Set down the entries exactly. No line may differ from its source.

[DATASET EXTRACT Boundary: Start]

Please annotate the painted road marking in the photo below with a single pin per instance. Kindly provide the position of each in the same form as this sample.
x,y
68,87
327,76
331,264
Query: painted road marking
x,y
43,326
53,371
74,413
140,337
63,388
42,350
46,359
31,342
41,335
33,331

[DATASET EXTRACT Boundary: End]

» **COMPLETED EXERCISE**
Please annotate the painted road marking in the photo below with a single pin per instance. Kindly provide the position of each in the same form as this sample.
x,y
68,87
327,76
331,264
Query: painted road marking
x,y
43,326
53,371
74,413
140,337
63,388
42,350
46,359
31,342
41,335
33,331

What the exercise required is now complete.